» **Text excerpt**:

Using WDT to make detect hung code in embedded system, specifically STM32

I'm designing a bare-metal STM32 firmware that must detect hung/lost code and reset. My approach is to have each of the interrupt base processes (basically interrupt-driven code) increment its own global variable as it runs, then in a highest priority 'supervisor' task, check to ensure each global variable is changing. If any one has stopped changing, then allow the WDT to reset the board.

Does this sound like a sound approach? Any better ideas?

Solution

Assuming a foreground/background "super-loop" architecture, with interrupt handlers and a single main thread, then I would suggest a better method would be to implement timeouts for each interrupt.

For example assuming you have implemented a basic system tick interface (using SYSTICK on Cortex-M), with a function tickms() returning elapsed time in milliseconds. Then for each interrupt being watch-dogged you might have an enumeration such as:

typedef enum
{
    WDG_UART1,
    WDG_UART2,
    WDG_TIMER1,
    ...
    NUMBER_OF_WDG
} eWdg ;

Then an array such as:

volatile struct
{
    unsigned period ;
    unsigned timestamp ;
} wdg[NUMBER_OF_WDG] =
{
    {1000, 0}, // WDG_UART1
    {1000, 0,  // WDG_UART2
    {100,  0}  // WDG_TIMER1
    ...

» **Extracted information**:
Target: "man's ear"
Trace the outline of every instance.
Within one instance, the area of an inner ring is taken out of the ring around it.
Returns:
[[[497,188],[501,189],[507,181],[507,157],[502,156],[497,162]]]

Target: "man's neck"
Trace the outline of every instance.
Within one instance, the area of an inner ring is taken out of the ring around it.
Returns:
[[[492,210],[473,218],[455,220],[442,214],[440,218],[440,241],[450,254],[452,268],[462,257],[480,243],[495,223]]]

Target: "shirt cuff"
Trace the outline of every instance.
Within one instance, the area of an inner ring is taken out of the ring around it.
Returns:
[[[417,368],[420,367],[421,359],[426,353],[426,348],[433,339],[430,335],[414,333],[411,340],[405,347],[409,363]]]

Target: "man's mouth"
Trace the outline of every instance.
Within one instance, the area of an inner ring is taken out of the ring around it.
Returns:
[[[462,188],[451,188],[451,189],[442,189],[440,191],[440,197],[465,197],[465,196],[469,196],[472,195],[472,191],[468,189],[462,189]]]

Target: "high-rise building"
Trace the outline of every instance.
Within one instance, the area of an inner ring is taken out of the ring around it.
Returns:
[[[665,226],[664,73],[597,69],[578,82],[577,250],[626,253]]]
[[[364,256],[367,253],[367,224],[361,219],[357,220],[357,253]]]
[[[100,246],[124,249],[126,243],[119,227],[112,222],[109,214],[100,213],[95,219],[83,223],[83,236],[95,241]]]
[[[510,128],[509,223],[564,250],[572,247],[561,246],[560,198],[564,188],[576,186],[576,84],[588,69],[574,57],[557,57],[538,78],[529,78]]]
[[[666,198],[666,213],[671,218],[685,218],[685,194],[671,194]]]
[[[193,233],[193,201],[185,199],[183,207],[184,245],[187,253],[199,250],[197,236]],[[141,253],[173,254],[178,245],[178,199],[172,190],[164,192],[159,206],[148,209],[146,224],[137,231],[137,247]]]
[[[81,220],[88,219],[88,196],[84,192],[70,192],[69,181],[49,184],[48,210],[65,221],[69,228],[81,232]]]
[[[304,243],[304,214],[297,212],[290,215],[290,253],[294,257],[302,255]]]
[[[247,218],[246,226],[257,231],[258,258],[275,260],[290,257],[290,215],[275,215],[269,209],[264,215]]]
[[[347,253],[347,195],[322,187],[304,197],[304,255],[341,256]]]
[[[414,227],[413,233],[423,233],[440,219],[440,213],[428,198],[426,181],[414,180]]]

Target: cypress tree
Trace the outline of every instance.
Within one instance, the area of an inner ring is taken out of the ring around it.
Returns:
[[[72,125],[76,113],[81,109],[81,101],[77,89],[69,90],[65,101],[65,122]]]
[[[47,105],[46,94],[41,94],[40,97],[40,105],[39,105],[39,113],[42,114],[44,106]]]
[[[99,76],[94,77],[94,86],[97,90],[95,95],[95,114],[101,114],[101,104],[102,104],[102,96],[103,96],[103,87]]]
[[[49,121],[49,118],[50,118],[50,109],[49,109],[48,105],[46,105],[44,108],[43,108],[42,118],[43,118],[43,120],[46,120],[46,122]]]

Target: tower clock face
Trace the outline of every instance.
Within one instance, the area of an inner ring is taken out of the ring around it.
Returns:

» **Work to complete**:
1. In the STM32 watchdog thread, what does the solution suggest using to implement the basic system tick interface on Cortex-M?
2. From the STM32 watchdog thread, return the passage from "Does this sound" up to and including "for each interrupt.".

» **Expected results**:
1. SYSTICK

2.
Does this sound like a sound approach? Any better ideas?

Solution

Assuming a foreground/background "super-loop" architecture, with interrupt handlers and a single main thread, then I would suggest a better method would be to implement timeouts for each interrupt.